╭─ EXERCISE MATERIALS

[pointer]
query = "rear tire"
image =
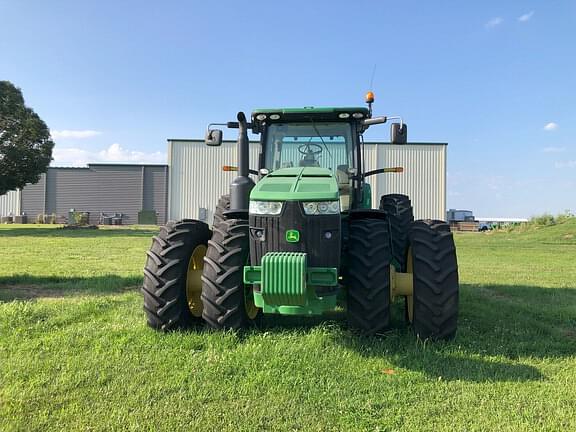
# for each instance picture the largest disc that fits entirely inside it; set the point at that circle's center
(398, 210)
(368, 281)
(224, 295)
(435, 280)
(166, 271)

╰─

WHAT THE TASK ASKS =>
Turn the lines of the entries above into a Markdown table with the columns "Row" and "Text", numbering each line and skipping blank ones. Leave the pictures out.

WORKED ANSWER =>
| Row | Text |
|---|---|
| 1 | [pointer] |
| 2 | query = "rear tire" |
| 3 | image = |
| 4 | # for each instance picture the largest disc that fits entirely inside it; set the point at that circle's center |
| 5 | (398, 210) |
| 6 | (368, 281) |
| 7 | (224, 295) |
| 8 | (435, 280) |
| 9 | (166, 271) |